[start of Records]

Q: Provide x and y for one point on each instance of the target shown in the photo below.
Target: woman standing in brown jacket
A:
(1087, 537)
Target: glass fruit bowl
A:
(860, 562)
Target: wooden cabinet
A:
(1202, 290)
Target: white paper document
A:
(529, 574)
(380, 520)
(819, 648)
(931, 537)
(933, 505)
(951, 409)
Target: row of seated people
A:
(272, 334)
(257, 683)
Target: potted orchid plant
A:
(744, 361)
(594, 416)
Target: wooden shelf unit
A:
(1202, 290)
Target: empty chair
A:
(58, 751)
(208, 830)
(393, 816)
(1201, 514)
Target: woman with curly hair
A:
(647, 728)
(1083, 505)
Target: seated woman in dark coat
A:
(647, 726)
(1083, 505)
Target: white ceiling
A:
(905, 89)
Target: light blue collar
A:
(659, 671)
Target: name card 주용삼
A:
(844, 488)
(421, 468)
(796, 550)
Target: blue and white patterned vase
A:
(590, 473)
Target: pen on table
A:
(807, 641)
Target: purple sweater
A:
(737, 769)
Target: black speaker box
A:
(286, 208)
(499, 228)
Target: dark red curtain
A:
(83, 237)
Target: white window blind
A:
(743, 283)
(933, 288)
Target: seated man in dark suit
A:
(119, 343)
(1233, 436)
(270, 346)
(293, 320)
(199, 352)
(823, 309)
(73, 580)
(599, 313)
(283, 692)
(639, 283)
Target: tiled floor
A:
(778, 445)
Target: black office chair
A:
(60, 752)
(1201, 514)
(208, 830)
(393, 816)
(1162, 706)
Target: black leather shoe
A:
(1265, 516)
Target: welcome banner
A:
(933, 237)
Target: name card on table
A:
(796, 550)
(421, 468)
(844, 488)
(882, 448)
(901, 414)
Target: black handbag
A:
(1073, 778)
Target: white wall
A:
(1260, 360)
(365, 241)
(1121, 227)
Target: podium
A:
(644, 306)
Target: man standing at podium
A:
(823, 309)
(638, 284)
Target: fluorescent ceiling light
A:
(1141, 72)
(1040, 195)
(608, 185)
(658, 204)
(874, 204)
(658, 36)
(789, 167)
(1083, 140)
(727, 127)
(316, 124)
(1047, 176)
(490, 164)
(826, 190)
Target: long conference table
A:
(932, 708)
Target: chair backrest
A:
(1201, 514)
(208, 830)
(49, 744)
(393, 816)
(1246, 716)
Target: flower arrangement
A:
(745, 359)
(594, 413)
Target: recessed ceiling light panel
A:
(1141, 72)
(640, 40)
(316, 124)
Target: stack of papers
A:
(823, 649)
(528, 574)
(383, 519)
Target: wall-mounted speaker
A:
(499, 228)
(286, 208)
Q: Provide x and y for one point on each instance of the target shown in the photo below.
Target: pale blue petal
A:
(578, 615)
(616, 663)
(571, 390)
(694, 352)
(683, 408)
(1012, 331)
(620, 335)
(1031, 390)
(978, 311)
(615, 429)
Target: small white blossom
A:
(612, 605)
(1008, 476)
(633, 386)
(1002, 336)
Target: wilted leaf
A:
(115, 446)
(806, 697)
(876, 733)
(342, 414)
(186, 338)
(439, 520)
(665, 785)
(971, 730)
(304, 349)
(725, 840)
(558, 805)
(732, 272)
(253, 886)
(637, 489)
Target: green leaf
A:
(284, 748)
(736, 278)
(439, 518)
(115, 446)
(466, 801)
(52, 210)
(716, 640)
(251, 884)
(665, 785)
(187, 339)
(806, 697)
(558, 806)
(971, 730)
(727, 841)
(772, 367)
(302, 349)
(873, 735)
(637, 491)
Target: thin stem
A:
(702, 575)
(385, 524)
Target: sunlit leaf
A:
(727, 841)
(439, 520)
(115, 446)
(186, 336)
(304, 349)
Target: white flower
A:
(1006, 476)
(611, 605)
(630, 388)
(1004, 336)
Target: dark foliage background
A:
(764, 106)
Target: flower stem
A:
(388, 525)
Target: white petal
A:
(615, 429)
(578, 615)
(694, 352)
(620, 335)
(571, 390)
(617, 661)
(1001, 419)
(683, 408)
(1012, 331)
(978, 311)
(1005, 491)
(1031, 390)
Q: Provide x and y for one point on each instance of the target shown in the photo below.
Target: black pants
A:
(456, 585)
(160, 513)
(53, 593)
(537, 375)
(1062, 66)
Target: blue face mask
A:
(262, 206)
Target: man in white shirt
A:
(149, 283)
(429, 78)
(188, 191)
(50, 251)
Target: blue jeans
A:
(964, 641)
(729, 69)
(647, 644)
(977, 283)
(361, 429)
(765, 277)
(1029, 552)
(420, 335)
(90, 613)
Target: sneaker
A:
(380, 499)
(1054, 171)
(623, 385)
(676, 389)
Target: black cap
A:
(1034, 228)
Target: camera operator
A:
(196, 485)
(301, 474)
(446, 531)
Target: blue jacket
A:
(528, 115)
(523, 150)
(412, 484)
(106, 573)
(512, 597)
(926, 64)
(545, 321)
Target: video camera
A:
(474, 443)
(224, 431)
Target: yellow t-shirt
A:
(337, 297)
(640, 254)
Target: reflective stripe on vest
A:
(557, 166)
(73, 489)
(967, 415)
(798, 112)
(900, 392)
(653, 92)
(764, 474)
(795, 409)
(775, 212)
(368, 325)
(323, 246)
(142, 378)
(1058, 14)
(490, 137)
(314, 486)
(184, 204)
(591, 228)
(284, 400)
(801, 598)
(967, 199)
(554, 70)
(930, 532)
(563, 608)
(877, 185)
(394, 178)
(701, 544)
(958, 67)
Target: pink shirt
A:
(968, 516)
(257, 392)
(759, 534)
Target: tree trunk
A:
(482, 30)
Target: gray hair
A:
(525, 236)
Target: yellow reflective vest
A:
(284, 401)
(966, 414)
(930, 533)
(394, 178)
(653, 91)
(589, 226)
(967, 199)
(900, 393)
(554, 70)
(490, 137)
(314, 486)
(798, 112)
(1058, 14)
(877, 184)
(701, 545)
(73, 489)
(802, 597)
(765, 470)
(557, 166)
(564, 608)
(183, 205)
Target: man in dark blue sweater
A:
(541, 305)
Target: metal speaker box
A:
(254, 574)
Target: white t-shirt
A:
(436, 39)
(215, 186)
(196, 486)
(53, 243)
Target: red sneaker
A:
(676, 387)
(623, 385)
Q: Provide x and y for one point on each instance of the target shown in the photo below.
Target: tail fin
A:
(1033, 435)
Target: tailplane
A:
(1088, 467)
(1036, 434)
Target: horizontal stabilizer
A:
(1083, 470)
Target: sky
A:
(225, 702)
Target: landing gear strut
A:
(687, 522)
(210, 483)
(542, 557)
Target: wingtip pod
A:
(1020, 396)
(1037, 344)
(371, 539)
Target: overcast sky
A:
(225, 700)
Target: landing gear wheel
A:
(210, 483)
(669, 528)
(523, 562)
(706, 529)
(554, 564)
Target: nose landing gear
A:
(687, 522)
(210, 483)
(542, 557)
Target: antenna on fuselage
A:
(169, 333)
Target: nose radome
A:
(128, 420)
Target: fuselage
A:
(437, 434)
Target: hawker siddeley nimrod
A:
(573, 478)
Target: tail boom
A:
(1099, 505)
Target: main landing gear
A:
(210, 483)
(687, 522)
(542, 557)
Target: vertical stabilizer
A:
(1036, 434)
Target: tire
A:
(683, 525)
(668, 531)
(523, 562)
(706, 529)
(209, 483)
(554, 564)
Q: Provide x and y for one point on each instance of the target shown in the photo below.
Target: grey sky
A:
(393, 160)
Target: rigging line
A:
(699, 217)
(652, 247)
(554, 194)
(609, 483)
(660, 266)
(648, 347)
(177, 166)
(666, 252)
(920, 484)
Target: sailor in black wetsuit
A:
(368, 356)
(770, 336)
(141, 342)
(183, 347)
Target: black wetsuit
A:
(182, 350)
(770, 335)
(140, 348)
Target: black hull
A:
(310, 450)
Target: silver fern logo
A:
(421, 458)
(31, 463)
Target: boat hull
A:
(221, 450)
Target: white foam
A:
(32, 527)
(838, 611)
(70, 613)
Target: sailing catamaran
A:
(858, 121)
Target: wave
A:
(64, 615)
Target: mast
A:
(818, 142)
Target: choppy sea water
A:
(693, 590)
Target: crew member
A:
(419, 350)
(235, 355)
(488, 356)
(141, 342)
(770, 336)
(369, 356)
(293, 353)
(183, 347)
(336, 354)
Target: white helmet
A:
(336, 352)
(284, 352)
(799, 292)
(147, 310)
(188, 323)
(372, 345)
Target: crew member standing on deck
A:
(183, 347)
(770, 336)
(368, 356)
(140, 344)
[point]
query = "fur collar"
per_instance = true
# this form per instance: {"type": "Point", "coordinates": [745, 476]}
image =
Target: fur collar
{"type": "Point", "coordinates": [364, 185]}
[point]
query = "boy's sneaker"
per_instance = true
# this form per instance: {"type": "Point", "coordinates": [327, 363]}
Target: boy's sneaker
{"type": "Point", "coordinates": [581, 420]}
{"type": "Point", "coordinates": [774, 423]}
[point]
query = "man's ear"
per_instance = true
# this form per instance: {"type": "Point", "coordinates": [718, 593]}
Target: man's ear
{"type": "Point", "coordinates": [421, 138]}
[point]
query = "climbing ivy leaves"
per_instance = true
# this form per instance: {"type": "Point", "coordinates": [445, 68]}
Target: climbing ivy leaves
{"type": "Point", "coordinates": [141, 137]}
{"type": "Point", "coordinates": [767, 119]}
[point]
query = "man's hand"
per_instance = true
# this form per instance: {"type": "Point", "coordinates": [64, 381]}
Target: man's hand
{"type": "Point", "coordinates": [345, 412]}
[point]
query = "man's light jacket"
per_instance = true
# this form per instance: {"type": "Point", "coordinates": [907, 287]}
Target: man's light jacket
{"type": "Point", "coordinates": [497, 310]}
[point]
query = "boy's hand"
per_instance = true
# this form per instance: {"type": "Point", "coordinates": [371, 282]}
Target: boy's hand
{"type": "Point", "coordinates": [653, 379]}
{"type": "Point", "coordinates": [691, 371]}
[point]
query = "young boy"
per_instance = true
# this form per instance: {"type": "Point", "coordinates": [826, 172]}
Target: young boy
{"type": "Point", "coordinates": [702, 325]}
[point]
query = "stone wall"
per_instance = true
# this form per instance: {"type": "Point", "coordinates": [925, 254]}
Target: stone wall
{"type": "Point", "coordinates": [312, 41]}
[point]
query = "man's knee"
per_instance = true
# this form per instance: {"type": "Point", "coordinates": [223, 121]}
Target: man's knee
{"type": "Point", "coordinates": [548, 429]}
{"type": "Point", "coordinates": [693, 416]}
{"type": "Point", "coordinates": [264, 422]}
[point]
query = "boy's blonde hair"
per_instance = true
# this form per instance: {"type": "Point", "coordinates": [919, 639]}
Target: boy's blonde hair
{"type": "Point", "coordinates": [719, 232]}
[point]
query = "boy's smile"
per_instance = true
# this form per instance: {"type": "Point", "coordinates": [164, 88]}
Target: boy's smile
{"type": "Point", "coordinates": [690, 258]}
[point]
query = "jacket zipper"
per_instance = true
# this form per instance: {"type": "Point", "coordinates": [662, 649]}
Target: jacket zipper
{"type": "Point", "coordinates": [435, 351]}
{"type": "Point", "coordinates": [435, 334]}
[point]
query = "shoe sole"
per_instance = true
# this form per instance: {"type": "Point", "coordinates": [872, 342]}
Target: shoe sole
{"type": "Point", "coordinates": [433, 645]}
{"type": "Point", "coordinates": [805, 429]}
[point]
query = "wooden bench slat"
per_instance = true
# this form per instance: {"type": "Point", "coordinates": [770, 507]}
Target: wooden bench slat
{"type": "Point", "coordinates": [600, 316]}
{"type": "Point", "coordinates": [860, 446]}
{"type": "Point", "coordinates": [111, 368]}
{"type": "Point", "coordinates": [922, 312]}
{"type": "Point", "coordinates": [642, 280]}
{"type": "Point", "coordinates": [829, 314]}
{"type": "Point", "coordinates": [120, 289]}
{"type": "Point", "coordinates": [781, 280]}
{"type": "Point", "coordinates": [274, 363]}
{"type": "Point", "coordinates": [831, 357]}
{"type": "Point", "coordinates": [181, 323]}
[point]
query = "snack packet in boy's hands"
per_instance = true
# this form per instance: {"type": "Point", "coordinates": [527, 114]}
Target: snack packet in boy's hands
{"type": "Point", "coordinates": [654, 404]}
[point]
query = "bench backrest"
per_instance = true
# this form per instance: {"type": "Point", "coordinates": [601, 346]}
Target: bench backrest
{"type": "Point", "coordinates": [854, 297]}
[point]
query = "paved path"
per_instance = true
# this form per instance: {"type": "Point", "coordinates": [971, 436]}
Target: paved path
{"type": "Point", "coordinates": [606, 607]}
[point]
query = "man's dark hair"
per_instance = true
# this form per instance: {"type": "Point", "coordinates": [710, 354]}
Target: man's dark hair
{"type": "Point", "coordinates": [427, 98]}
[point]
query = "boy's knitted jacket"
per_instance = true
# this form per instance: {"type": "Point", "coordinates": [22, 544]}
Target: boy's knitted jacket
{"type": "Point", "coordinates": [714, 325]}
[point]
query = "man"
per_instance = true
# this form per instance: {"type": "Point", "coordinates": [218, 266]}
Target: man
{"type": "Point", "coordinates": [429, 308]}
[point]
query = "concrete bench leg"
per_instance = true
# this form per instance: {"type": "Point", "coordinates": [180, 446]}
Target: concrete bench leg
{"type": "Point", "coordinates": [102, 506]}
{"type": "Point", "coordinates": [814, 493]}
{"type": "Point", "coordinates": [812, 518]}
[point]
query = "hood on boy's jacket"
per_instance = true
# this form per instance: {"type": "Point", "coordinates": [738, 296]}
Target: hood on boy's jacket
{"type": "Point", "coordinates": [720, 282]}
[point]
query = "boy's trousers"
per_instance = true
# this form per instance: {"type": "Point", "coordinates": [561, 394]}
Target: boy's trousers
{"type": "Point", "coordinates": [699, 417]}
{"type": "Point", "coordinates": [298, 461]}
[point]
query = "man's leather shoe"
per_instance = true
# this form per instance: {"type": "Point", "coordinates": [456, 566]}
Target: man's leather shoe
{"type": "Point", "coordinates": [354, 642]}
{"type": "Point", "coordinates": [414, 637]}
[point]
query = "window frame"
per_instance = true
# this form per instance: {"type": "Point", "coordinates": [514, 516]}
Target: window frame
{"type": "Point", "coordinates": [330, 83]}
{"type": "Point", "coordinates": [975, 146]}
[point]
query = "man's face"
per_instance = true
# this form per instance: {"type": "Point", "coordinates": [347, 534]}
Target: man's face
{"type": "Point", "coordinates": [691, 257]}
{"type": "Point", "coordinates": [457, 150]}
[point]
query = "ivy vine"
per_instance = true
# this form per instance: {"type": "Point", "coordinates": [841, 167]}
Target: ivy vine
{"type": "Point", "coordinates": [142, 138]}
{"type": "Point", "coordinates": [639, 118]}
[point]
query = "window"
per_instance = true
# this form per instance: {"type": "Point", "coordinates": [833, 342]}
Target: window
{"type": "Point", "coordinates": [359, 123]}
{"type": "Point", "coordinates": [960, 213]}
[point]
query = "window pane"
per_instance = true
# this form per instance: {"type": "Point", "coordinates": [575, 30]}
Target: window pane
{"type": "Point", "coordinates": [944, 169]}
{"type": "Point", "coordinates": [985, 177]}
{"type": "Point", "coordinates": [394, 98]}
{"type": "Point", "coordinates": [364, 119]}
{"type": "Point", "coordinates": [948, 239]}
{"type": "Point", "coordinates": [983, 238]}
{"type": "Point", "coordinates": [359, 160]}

[end of Records]

*Aim of the task:*
Count how many lines of the data above contain the string "bench", with case mattering, and reply with that number alone.

*Output below:*
6